--- TASK GOAL ---
Return exactly the lines below, starting with the one that has "Target: grassy lawn strip" and going on through the one that has "formatted like [257,88].".

=== INPUT DATA ===

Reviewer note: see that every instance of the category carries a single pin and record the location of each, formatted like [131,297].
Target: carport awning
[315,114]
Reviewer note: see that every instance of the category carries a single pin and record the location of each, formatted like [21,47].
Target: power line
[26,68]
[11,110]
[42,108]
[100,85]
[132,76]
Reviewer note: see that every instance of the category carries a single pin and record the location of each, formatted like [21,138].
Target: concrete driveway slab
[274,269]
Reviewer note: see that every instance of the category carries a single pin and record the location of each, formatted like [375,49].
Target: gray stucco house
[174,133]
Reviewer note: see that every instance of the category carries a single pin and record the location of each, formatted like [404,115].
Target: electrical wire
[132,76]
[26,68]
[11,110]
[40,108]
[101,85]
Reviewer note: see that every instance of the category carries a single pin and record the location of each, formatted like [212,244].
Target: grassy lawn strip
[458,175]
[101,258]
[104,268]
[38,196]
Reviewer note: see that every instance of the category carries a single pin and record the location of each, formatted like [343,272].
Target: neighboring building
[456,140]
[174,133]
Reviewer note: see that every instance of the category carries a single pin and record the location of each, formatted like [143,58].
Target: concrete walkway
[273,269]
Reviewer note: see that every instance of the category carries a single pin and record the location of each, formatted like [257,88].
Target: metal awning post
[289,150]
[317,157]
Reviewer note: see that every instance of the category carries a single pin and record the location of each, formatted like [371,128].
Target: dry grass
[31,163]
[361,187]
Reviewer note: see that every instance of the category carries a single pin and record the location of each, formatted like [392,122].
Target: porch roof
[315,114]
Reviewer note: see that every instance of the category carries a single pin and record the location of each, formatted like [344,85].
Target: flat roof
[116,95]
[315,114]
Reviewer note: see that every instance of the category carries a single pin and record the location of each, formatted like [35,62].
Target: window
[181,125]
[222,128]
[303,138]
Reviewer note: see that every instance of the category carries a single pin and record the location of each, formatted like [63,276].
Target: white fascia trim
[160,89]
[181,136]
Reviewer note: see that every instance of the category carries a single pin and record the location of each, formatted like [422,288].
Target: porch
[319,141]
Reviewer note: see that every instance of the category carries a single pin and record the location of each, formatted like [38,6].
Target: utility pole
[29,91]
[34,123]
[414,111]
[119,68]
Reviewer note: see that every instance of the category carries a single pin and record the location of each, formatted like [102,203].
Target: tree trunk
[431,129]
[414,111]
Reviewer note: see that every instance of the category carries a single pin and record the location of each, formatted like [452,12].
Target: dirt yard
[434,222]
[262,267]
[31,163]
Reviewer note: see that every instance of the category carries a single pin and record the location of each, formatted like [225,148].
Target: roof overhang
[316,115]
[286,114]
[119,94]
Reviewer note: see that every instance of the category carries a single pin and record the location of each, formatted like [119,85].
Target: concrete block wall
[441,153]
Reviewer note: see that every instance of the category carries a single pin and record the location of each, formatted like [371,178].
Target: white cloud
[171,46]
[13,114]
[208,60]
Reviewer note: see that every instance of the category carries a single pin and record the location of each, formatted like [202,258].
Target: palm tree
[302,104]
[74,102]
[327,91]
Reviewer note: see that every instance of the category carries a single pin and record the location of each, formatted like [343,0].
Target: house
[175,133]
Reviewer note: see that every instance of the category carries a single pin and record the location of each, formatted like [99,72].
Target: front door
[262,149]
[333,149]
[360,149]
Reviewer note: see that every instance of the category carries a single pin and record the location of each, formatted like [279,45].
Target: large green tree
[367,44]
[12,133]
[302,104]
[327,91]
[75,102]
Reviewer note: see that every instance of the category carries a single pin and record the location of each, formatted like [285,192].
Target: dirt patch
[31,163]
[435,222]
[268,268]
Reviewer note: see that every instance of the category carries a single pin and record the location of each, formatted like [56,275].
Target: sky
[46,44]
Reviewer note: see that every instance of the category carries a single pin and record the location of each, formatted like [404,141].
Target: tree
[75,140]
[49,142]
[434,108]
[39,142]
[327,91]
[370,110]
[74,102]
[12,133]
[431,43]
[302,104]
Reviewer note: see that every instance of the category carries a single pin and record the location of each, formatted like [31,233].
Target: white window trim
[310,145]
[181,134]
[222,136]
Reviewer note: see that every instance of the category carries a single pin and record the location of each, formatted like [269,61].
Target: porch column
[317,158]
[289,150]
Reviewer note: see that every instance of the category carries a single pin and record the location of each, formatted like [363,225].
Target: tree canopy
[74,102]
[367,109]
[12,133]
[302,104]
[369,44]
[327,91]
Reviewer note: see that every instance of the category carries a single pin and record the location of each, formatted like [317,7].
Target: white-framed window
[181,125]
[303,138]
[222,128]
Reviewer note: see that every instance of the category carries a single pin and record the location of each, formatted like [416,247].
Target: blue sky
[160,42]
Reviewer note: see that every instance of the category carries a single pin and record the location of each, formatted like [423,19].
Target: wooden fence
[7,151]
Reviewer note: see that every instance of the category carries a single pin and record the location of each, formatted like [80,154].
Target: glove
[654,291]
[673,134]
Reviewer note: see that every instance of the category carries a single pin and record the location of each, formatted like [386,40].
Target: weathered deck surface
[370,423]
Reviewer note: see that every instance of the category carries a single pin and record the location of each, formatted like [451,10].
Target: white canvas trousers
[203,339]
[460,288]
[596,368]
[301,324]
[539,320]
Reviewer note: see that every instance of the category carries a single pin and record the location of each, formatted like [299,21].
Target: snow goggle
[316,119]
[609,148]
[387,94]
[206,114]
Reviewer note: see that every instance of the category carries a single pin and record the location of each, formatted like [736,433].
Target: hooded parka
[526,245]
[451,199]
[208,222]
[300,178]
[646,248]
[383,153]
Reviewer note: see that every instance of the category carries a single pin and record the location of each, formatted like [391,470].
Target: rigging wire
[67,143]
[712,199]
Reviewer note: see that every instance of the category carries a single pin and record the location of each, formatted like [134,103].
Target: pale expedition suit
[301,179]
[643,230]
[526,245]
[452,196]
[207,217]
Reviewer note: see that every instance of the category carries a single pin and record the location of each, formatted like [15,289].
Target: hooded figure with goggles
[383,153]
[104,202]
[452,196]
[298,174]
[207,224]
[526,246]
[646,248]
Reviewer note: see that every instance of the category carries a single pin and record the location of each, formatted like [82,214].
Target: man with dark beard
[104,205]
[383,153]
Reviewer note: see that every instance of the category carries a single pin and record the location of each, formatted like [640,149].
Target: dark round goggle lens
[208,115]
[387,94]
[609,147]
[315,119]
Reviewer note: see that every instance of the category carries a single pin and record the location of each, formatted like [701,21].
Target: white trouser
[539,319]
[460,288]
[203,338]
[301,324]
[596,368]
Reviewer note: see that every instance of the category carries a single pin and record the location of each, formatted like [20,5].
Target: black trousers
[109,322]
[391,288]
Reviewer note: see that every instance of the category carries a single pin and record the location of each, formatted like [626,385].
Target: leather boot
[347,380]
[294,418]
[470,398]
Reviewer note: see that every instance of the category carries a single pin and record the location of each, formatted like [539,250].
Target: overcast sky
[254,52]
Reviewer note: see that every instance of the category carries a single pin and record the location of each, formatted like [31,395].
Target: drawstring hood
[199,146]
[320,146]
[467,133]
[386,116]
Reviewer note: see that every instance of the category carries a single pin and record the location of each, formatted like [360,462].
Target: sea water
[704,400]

===

--- RESPONSE AREA ---
Target: grassy lawn strip
[458,175]
[101,258]
[104,268]
[38,196]
Reviewer note: see that every instance of the category carries a single pin and record the location of each, formatted like [343,272].
Target: neighboring building
[456,140]
[174,133]
Reviewer note: see that every instance of the category carries a single pin and record the location of each, formatted like [143,58].
Target: concrete walkway
[273,269]
Reviewer note: see that every instance of the category carries a single pin and record the location of each, formatted like [257,88].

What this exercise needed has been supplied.